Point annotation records
↓↓↓

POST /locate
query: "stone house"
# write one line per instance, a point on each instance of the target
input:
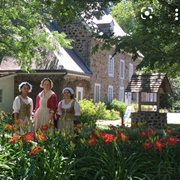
(97, 76)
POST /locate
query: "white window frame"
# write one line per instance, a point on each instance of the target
(1, 96)
(79, 90)
(122, 69)
(97, 92)
(130, 71)
(121, 93)
(110, 93)
(111, 66)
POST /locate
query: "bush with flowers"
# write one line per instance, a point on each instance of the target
(90, 153)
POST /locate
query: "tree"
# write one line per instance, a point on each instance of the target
(156, 36)
(23, 27)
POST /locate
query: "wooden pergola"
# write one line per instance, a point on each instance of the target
(149, 83)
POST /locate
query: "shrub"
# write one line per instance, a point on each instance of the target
(90, 112)
(118, 106)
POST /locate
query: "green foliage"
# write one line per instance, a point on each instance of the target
(23, 27)
(115, 154)
(118, 106)
(157, 38)
(90, 111)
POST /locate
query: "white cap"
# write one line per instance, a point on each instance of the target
(69, 89)
(25, 83)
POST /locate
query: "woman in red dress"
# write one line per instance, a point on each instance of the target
(46, 105)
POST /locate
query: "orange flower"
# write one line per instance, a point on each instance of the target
(112, 126)
(9, 127)
(107, 137)
(122, 136)
(158, 145)
(151, 131)
(143, 134)
(169, 130)
(41, 136)
(27, 136)
(92, 141)
(171, 140)
(44, 127)
(147, 144)
(34, 150)
(17, 122)
(13, 139)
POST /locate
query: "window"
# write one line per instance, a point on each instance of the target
(1, 95)
(130, 70)
(97, 90)
(110, 93)
(111, 66)
(121, 93)
(79, 93)
(122, 69)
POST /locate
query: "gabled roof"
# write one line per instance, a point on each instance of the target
(60, 59)
(104, 23)
(151, 83)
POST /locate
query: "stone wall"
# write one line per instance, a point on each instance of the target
(152, 119)
(98, 61)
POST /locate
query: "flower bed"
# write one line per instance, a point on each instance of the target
(90, 153)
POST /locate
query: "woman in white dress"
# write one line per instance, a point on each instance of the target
(69, 111)
(46, 105)
(23, 107)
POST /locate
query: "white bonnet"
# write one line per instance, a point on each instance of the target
(46, 79)
(25, 83)
(69, 89)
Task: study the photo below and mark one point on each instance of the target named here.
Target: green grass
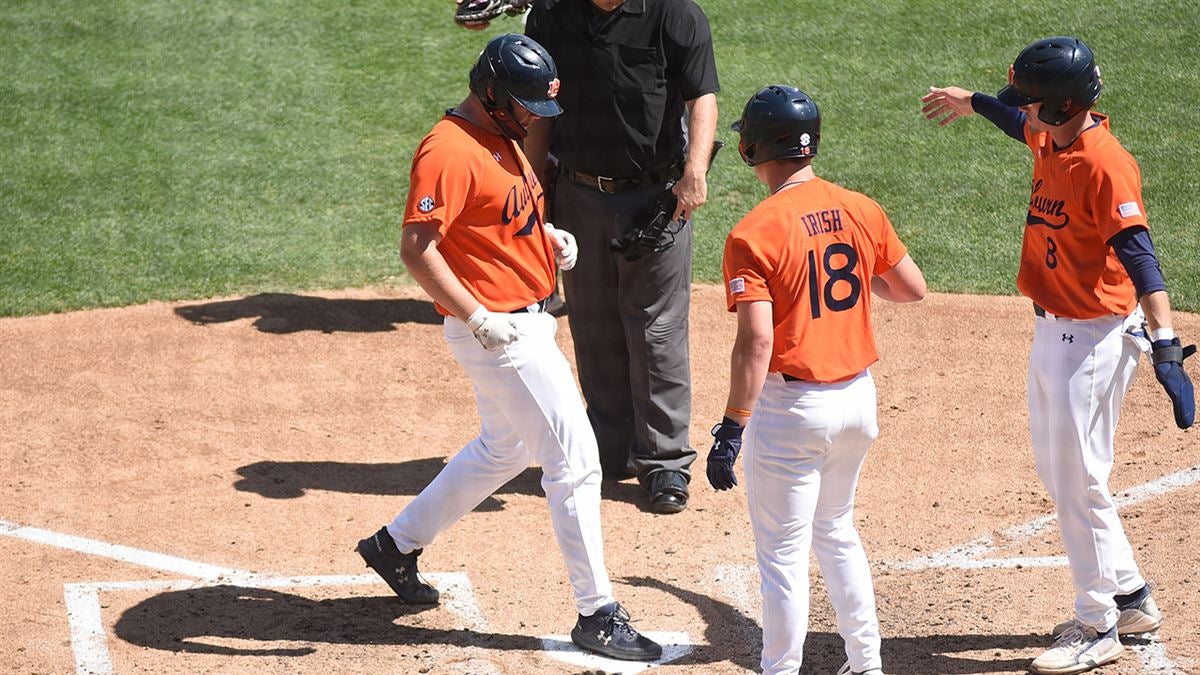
(171, 150)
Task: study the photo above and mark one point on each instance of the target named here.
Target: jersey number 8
(834, 274)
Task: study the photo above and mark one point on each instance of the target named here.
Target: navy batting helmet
(515, 70)
(1059, 72)
(778, 123)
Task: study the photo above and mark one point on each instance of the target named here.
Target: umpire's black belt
(539, 306)
(612, 185)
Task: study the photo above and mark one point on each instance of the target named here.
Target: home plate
(675, 646)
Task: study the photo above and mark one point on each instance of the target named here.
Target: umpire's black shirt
(624, 76)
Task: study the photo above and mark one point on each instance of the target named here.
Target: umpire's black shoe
(607, 632)
(396, 568)
(669, 491)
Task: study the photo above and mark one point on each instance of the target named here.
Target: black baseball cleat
(607, 632)
(396, 568)
(669, 491)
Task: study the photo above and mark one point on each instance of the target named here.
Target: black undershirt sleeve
(1011, 120)
(1137, 254)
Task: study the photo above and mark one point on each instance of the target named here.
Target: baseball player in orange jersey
(474, 240)
(1089, 266)
(799, 272)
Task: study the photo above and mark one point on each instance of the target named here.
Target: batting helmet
(515, 70)
(779, 121)
(1059, 72)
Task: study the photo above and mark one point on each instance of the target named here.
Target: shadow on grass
(286, 312)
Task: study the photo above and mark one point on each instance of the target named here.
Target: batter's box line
(739, 583)
(971, 554)
(89, 641)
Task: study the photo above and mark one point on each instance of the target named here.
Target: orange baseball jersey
(811, 251)
(1081, 196)
(487, 203)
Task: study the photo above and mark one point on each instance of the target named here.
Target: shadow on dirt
(243, 621)
(287, 312)
(292, 479)
(229, 620)
(733, 637)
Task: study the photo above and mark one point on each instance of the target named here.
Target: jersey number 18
(845, 272)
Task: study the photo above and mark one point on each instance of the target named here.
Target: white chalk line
(967, 556)
(738, 581)
(88, 635)
(115, 551)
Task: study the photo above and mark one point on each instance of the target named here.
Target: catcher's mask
(1059, 72)
(779, 121)
(514, 70)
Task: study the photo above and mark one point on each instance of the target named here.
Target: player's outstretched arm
(903, 284)
(947, 103)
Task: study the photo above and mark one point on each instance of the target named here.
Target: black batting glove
(1168, 357)
(726, 446)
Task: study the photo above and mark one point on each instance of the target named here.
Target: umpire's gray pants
(629, 322)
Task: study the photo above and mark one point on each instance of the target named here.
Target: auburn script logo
(1045, 210)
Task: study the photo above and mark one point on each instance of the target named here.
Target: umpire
(639, 84)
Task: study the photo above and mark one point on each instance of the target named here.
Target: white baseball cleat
(1143, 616)
(845, 670)
(1079, 649)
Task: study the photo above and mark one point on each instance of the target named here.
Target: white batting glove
(567, 251)
(493, 330)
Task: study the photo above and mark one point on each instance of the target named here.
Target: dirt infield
(184, 485)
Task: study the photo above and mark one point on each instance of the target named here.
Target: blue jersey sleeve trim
(1011, 120)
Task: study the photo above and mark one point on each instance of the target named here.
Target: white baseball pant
(1078, 377)
(531, 411)
(804, 447)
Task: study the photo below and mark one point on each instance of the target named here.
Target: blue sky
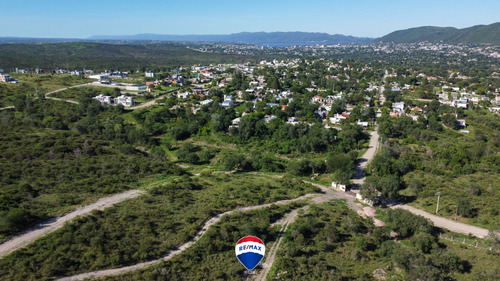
(365, 18)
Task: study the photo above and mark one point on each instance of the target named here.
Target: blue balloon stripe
(250, 260)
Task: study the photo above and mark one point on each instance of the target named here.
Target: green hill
(479, 34)
(104, 56)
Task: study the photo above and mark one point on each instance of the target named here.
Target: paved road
(46, 227)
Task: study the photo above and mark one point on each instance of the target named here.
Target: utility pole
(437, 205)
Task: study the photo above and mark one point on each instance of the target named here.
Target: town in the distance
(149, 160)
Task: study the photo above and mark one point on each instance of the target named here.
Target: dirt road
(447, 223)
(168, 256)
(271, 254)
(360, 176)
(46, 227)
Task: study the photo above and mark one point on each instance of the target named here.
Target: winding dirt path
(326, 195)
(44, 228)
(447, 223)
(271, 254)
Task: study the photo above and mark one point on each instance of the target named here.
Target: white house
(124, 100)
(337, 118)
(362, 124)
(398, 107)
(338, 186)
(293, 120)
(184, 95)
(236, 121)
(99, 76)
(461, 103)
(317, 98)
(135, 87)
(205, 102)
(104, 99)
(5, 77)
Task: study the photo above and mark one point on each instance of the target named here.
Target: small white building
(362, 124)
(461, 103)
(228, 104)
(206, 102)
(398, 107)
(5, 77)
(124, 100)
(99, 77)
(184, 95)
(104, 99)
(236, 121)
(337, 118)
(339, 187)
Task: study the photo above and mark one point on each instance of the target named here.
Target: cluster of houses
(123, 100)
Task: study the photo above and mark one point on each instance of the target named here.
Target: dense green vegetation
(145, 228)
(212, 257)
(331, 242)
(57, 157)
(423, 157)
(29, 85)
(99, 56)
(472, 35)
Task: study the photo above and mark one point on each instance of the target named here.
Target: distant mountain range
(256, 38)
(479, 34)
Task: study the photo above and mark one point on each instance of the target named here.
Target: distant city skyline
(361, 18)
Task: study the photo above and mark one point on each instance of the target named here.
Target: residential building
(5, 77)
(104, 99)
(124, 100)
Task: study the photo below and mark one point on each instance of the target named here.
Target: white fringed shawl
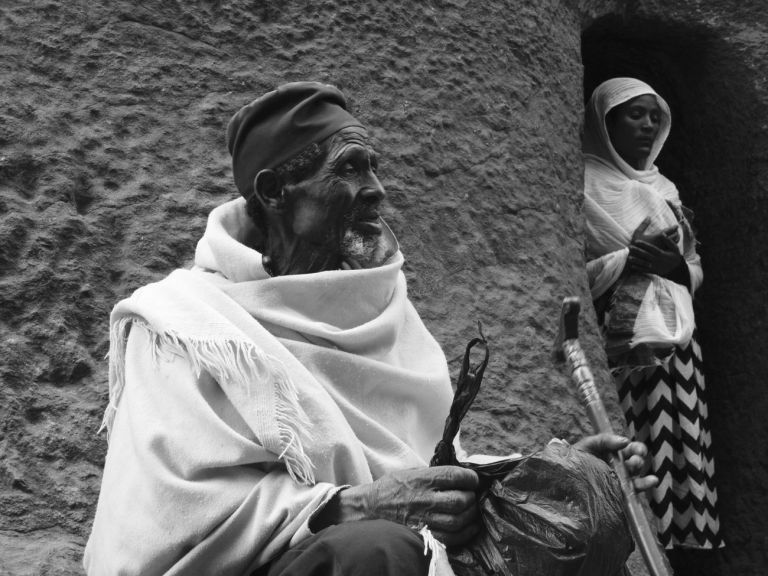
(238, 403)
(617, 199)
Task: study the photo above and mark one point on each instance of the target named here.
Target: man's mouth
(367, 222)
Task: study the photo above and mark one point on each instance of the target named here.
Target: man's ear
(268, 189)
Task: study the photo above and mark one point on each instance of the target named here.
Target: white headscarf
(597, 143)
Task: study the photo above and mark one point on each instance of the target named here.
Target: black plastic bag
(557, 512)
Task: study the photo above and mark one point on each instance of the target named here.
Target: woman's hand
(654, 253)
(634, 453)
(442, 498)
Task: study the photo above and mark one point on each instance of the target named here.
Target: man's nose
(372, 191)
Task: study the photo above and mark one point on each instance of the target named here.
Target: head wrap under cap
(280, 124)
(607, 96)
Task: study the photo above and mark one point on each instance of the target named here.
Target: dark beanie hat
(280, 124)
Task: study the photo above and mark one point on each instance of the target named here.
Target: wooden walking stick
(567, 348)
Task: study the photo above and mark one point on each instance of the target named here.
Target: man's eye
(348, 169)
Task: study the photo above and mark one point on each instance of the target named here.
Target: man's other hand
(634, 454)
(442, 498)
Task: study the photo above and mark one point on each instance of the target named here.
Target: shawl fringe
(236, 363)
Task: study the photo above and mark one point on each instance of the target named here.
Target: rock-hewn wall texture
(112, 153)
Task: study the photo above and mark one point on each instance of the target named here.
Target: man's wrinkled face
(633, 127)
(337, 209)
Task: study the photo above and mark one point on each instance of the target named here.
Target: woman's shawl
(647, 312)
(239, 403)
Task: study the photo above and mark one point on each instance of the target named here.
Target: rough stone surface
(112, 152)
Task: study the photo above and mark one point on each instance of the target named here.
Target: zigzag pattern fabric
(665, 407)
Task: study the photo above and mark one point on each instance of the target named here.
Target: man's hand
(443, 498)
(654, 253)
(634, 453)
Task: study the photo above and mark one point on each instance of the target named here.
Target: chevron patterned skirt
(666, 408)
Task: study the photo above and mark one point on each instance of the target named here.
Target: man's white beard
(364, 250)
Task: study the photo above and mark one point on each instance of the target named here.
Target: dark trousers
(365, 548)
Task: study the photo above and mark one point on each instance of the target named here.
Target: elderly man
(273, 409)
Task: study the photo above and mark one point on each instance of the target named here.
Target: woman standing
(643, 271)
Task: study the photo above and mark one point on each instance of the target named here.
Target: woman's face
(633, 127)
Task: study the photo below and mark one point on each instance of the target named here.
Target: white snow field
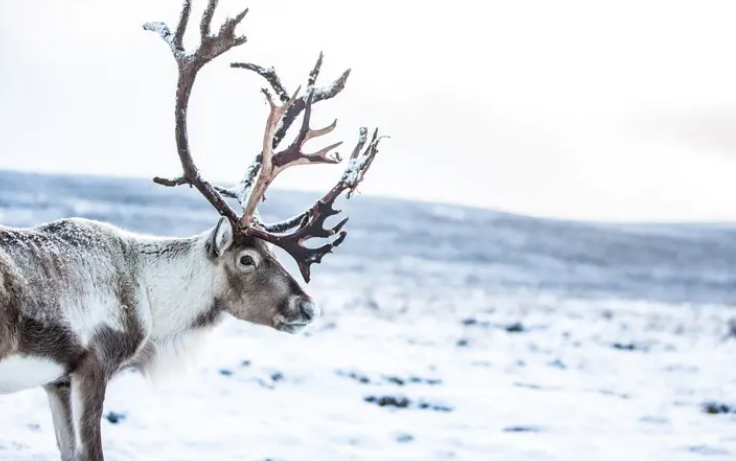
(447, 334)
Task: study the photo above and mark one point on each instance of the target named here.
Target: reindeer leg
(59, 396)
(89, 382)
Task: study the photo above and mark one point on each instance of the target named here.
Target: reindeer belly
(19, 372)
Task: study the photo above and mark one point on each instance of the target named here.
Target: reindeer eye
(247, 261)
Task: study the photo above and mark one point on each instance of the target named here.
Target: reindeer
(82, 300)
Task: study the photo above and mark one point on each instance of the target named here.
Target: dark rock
(715, 408)
(516, 327)
(114, 418)
(389, 401)
(522, 429)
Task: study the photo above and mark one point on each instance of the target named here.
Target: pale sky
(615, 110)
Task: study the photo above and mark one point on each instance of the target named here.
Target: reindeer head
(258, 287)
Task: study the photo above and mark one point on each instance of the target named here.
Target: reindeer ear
(220, 238)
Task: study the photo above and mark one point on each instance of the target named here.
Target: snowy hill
(448, 333)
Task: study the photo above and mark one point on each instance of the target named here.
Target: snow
(500, 337)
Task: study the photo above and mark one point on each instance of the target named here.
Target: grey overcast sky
(612, 110)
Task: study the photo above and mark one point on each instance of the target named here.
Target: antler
(268, 164)
(311, 223)
(190, 63)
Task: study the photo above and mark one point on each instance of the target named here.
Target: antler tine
(320, 94)
(311, 224)
(270, 164)
(189, 63)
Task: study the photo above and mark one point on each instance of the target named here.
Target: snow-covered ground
(447, 333)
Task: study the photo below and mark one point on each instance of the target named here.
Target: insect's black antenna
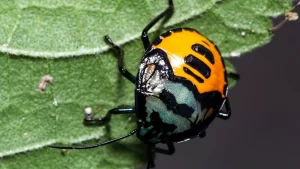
(95, 145)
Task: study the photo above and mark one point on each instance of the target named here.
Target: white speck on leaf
(88, 110)
(54, 102)
(235, 54)
(44, 82)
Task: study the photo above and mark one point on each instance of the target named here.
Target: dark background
(263, 131)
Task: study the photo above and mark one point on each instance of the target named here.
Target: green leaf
(39, 31)
(63, 28)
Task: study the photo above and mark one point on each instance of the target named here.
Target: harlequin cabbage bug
(181, 86)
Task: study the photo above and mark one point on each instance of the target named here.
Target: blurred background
(264, 129)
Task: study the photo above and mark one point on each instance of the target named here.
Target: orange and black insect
(181, 86)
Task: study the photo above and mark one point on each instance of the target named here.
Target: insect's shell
(181, 85)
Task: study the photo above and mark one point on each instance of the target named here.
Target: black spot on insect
(166, 34)
(159, 125)
(184, 110)
(188, 71)
(189, 29)
(169, 99)
(157, 41)
(202, 50)
(177, 30)
(198, 64)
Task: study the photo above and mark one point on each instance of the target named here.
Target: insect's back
(181, 85)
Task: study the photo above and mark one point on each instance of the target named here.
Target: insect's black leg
(288, 17)
(169, 151)
(151, 160)
(202, 134)
(144, 35)
(122, 70)
(233, 76)
(89, 120)
(225, 114)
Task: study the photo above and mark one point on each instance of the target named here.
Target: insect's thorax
(169, 105)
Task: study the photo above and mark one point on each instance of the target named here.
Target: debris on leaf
(44, 82)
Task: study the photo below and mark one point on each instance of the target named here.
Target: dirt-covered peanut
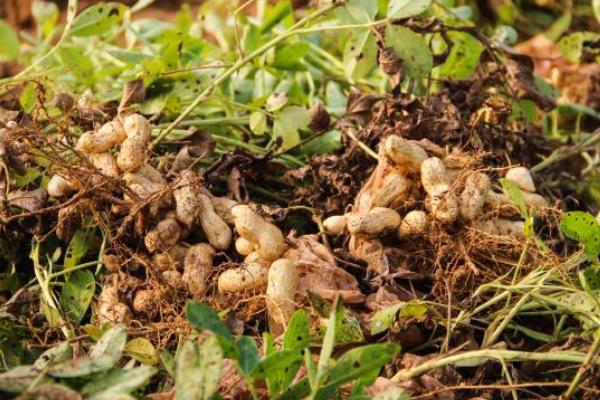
(217, 231)
(59, 186)
(434, 176)
(521, 177)
(131, 155)
(171, 259)
(255, 229)
(146, 302)
(187, 201)
(282, 283)
(413, 224)
(250, 276)
(108, 136)
(106, 164)
(501, 227)
(335, 225)
(244, 246)
(391, 190)
(472, 198)
(164, 235)
(109, 308)
(405, 152)
(376, 221)
(443, 206)
(173, 279)
(137, 127)
(196, 267)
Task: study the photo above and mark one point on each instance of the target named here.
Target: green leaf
(407, 8)
(248, 354)
(515, 195)
(98, 19)
(571, 46)
(360, 54)
(203, 317)
(78, 247)
(288, 123)
(584, 228)
(142, 350)
(392, 393)
(198, 370)
(118, 382)
(289, 57)
(46, 15)
(77, 293)
(463, 58)
(275, 15)
(359, 361)
(271, 366)
(9, 45)
(258, 122)
(411, 48)
(297, 334)
(104, 355)
(358, 11)
(18, 379)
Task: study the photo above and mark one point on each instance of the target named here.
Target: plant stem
(477, 355)
(239, 64)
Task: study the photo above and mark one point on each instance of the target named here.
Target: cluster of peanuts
(442, 188)
(188, 206)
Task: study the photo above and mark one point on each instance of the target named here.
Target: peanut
(281, 288)
(265, 236)
(376, 221)
(250, 276)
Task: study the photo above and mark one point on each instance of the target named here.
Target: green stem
(239, 64)
(481, 355)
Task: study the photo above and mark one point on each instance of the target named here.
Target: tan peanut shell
(106, 164)
(187, 199)
(252, 276)
(413, 224)
(376, 221)
(281, 288)
(255, 229)
(59, 186)
(243, 246)
(521, 177)
(164, 235)
(405, 152)
(335, 225)
(217, 231)
(472, 198)
(197, 266)
(108, 136)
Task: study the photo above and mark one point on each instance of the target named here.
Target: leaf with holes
(411, 48)
(360, 54)
(76, 294)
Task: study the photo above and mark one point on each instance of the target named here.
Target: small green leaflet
(198, 368)
(571, 46)
(142, 350)
(407, 8)
(9, 45)
(411, 48)
(360, 54)
(382, 320)
(584, 228)
(98, 19)
(76, 294)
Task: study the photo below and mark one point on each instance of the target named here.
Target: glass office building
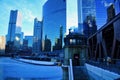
(37, 36)
(54, 16)
(85, 8)
(15, 23)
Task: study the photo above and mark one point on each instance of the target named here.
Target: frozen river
(11, 69)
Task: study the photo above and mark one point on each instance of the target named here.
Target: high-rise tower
(37, 36)
(15, 23)
(54, 15)
(85, 8)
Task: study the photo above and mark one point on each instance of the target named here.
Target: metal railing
(71, 77)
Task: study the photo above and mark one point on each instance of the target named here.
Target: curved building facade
(54, 15)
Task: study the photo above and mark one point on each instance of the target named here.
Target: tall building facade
(15, 23)
(47, 45)
(37, 36)
(54, 15)
(15, 36)
(30, 40)
(86, 8)
(117, 6)
(2, 44)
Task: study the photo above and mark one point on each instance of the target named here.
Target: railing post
(71, 77)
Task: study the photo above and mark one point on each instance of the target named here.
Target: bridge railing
(71, 77)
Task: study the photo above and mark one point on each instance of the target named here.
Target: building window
(72, 41)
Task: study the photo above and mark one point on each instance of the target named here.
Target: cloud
(105, 3)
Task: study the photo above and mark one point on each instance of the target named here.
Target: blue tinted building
(54, 15)
(117, 6)
(37, 36)
(14, 25)
(30, 40)
(85, 8)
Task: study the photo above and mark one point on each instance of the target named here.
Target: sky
(29, 10)
(33, 8)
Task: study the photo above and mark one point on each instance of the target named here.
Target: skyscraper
(117, 6)
(54, 15)
(37, 36)
(15, 23)
(85, 8)
(2, 44)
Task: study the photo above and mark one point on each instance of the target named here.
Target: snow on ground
(15, 69)
(37, 62)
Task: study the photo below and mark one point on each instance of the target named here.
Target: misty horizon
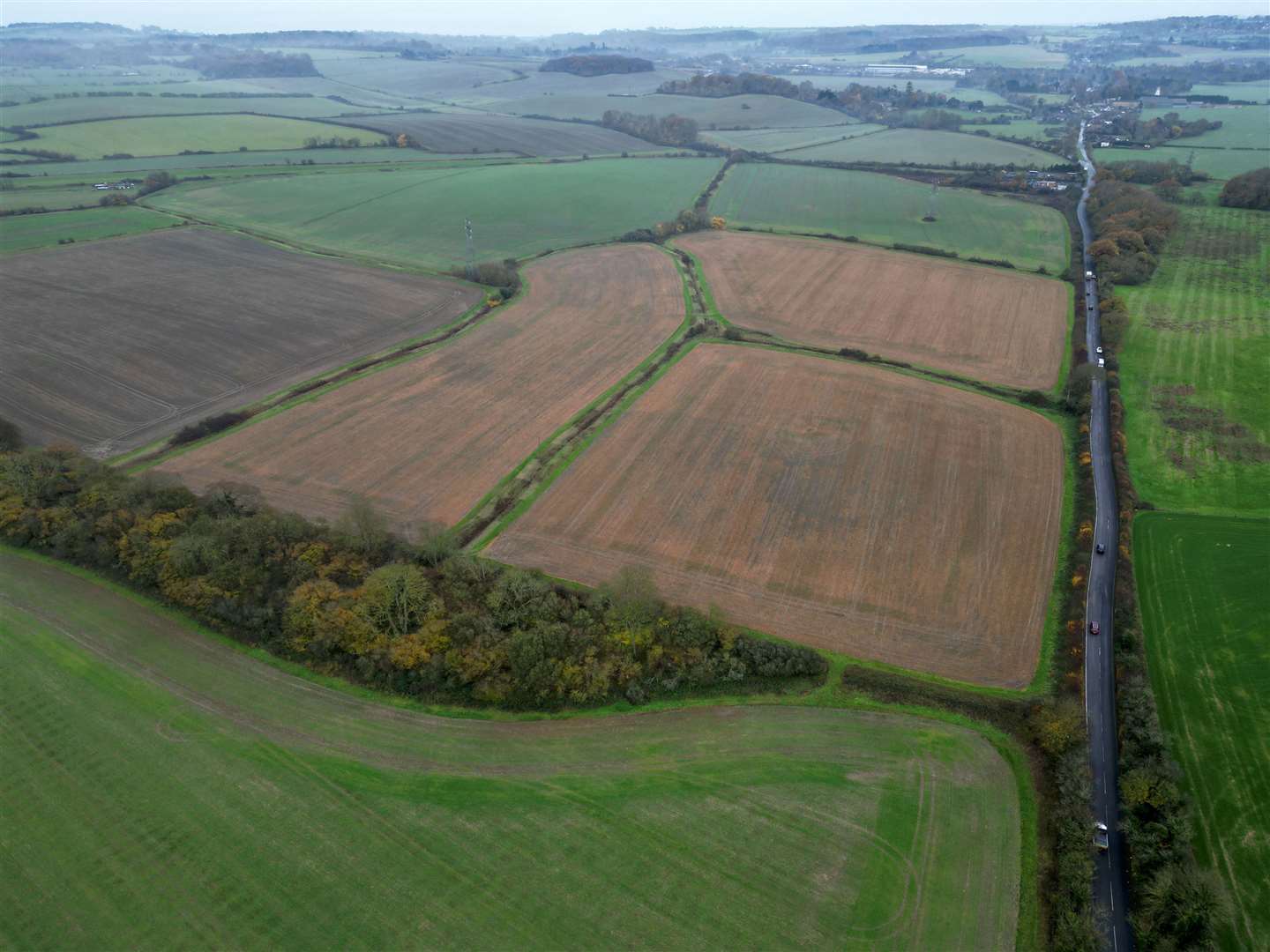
(501, 18)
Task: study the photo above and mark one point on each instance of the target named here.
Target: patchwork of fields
(234, 805)
(742, 112)
(884, 210)
(1241, 145)
(977, 322)
(929, 149)
(133, 339)
(427, 438)
(81, 108)
(415, 216)
(782, 140)
(25, 233)
(833, 504)
(1206, 621)
(455, 132)
(1194, 367)
(172, 135)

↑↑↑

> _Instructions to follow_
Show every line of the records above that contains the string "distant", matching case exactly.

> _Reply to the exercise_
Target: distant mountain range
Target: distant city skyline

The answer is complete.